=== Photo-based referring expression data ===
<<<<
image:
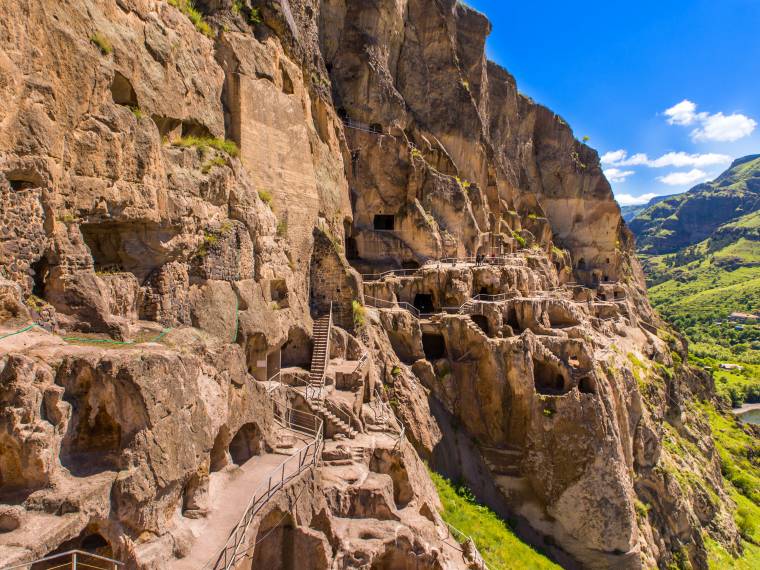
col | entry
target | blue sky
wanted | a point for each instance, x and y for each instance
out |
(677, 81)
>>>>
=== Assignment ===
With the line containing "col | entry" as the first, output each line through the final line of the entries above, exactly.

=== Completed exercise ===
col | entry
target | blue sky
wanted | a point for each instance, x and y for each instance
out |
(677, 81)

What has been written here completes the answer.